>> Start Supplied records
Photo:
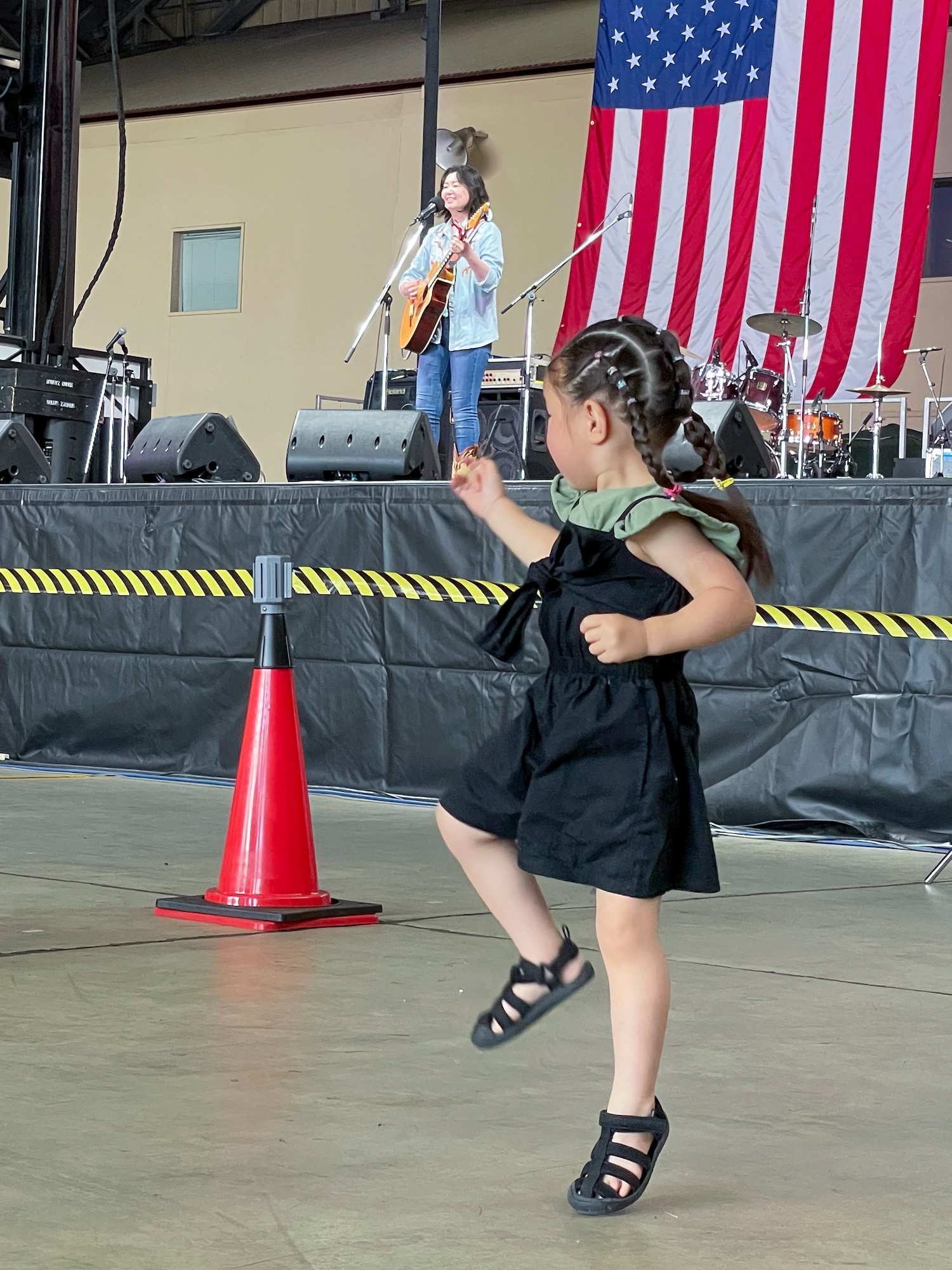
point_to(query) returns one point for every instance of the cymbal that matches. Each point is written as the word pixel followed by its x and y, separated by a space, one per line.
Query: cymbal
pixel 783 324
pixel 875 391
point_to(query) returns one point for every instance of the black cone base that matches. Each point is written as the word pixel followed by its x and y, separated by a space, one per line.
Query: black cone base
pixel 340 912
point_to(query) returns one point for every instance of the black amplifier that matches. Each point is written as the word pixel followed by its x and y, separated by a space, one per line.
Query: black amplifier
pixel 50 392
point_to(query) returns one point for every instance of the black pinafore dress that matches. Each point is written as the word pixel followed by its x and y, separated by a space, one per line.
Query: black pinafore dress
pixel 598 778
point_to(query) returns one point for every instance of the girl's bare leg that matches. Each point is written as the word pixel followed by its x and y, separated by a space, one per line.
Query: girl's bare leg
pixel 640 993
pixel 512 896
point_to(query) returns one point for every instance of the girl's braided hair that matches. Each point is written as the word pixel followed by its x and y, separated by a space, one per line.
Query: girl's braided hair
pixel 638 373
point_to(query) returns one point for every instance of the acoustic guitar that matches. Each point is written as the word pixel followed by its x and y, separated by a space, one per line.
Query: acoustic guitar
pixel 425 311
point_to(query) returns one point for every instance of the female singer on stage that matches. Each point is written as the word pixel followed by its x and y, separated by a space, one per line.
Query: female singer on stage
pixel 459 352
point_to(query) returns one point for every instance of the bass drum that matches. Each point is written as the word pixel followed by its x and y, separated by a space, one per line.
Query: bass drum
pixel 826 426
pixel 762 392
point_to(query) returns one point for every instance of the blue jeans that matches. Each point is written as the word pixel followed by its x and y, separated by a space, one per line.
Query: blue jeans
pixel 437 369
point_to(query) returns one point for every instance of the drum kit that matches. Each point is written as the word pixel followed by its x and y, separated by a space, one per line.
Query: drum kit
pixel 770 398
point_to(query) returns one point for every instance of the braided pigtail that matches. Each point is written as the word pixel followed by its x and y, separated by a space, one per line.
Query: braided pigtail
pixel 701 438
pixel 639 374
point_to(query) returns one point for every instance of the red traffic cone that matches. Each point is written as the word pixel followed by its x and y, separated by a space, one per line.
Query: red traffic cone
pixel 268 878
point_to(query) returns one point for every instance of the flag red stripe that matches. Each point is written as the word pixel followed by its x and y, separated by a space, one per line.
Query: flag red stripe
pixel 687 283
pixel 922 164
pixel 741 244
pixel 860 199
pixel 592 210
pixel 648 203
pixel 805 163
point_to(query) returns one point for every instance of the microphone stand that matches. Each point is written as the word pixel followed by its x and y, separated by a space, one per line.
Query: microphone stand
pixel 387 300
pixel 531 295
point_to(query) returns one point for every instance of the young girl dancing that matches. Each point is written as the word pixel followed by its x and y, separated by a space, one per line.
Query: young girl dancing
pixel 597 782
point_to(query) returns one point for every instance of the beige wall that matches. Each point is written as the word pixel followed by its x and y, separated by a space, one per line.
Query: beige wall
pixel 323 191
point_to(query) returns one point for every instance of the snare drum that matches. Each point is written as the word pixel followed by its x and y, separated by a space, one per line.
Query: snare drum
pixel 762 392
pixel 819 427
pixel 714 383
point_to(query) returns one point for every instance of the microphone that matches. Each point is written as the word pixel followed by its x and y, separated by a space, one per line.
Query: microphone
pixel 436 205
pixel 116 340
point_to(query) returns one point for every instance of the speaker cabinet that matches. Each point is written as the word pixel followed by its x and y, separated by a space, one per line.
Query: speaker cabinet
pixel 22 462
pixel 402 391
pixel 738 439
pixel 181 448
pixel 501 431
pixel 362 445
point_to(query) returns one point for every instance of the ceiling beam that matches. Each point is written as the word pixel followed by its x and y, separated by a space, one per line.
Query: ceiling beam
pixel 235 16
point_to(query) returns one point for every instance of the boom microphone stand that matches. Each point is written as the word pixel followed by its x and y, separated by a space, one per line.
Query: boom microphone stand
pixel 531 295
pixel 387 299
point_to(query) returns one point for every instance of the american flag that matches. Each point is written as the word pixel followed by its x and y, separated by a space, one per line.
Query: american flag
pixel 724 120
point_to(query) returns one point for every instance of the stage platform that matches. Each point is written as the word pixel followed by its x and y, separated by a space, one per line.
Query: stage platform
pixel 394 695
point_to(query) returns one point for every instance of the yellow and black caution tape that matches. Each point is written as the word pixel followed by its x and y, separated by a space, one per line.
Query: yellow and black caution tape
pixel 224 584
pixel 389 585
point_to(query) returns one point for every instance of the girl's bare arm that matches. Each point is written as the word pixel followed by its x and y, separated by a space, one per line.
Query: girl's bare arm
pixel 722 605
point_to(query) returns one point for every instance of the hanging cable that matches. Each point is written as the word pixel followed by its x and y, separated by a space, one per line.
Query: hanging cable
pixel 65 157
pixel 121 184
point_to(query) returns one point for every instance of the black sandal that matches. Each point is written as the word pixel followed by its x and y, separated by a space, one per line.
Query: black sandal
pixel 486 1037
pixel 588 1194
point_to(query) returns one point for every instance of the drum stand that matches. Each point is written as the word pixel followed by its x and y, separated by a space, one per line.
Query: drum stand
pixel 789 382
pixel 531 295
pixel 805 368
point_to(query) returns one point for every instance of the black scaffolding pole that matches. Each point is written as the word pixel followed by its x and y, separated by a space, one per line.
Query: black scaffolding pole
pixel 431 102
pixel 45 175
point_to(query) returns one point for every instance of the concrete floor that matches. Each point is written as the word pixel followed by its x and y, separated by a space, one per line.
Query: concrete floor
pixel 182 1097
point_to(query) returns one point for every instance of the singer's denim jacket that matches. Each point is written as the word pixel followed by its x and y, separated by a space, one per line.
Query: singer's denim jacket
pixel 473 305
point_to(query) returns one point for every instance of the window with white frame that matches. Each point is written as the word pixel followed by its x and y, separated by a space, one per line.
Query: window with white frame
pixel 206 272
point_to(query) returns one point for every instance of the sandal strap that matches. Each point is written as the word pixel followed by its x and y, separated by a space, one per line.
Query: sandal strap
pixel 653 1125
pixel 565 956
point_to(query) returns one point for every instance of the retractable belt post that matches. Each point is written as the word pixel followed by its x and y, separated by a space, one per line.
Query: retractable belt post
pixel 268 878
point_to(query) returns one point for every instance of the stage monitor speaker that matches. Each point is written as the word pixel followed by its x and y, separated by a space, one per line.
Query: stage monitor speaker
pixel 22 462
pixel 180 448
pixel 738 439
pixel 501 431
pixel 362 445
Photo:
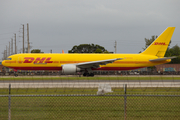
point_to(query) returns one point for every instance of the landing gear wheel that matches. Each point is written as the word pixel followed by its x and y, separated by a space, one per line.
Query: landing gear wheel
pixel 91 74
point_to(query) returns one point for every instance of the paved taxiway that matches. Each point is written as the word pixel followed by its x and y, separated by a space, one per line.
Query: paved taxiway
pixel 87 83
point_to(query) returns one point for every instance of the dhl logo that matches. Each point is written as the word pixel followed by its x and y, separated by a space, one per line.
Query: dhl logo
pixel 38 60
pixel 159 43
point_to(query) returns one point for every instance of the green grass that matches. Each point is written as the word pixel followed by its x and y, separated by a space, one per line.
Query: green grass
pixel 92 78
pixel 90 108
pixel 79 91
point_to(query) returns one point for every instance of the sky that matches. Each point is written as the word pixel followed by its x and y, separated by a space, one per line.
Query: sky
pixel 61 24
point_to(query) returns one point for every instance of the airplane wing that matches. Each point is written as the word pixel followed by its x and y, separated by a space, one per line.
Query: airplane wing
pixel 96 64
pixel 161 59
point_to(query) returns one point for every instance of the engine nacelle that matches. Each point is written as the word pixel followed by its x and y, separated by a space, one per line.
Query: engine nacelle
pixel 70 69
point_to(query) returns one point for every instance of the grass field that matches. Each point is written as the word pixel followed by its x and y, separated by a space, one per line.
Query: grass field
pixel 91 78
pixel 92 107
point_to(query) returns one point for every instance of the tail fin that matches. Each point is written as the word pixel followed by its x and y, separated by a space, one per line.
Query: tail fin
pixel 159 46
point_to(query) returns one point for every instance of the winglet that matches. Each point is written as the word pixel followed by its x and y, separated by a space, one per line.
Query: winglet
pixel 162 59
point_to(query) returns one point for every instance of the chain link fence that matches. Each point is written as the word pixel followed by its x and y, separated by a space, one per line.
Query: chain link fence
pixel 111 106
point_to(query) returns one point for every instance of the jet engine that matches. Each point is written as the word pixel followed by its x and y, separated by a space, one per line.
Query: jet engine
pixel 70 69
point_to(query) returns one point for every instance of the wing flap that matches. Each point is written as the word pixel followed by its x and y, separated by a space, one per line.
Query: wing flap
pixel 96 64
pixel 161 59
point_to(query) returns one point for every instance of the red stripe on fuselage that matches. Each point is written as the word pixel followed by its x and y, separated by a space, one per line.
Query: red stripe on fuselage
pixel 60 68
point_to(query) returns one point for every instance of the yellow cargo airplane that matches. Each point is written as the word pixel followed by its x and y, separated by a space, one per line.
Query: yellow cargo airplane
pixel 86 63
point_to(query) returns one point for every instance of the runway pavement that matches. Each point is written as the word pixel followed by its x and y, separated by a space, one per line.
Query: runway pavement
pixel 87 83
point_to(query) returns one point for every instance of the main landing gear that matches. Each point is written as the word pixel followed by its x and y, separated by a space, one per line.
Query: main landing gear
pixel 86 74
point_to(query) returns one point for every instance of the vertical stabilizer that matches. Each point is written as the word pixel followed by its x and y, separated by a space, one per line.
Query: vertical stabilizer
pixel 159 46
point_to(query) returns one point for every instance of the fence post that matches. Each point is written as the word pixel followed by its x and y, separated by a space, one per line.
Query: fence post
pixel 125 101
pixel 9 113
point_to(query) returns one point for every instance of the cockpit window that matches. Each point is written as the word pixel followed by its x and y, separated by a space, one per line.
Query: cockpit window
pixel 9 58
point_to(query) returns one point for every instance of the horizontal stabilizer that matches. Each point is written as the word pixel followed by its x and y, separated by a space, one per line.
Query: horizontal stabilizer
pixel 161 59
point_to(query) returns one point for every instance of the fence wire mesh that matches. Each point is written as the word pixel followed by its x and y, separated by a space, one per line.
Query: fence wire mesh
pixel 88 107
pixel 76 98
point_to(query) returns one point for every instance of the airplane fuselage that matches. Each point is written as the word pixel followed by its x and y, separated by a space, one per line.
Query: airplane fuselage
>> End Supplied records
[Aim] Your task is to reproduce, exactly and exclusively, the lines from the one holding "of the runway" through the final line of the listing.

[Response to this exercise]
point_to(query) returns one point for every instance of the runway pavement that matches. Each point is written as the word pixel followed by its x and y, separated by a space, one per line.
Query: runway pavement
pixel 87 83
point_to(query) returns one point for every instance of the main landing gear that matches. Each point is written as the word pixel followed by its x and y, separated by a space, one per line.
Query: main landing gear
pixel 86 74
point_to(query) returns one point for every instance of the vertical stabilizer that matches. Each point is written as the word pixel followed by its x and y, separated by a space, one per line.
Query: vertical stabilizer
pixel 159 46
point_to(query) returns one point for every instance of the fence post that matches. Each point is written as the word pixel followed by its x and y, separated by a space, one per line.
Query: fence post
pixel 125 101
pixel 9 113
point_to(query) returns one point for every instance of the cockpit window that matches. Each point is written as the word pixel followed by its x and y, separated by a space, one per line.
Query: cockpit window
pixel 9 58
point_to(query) returns one point for every instance of the horizontal stabilizer that matches. Each point is written as the word pixel followed by its x and y, separated by a space, one per line.
Query: horizontal stabilizer
pixel 161 59
point_to(query) returns one point for every instance of the fence wire mesh that matches. Each point is written as the word pixel followed by its x and y, separated by a space, one per line.
Query: fence wire mesh
pixel 88 107
pixel 76 98
point_to(query) returns one point for every instance of the airplane fuselage that matches. Each point is written as the word pixel followed by its x and y, separated by a space, one per line.
Query: airplane fuselage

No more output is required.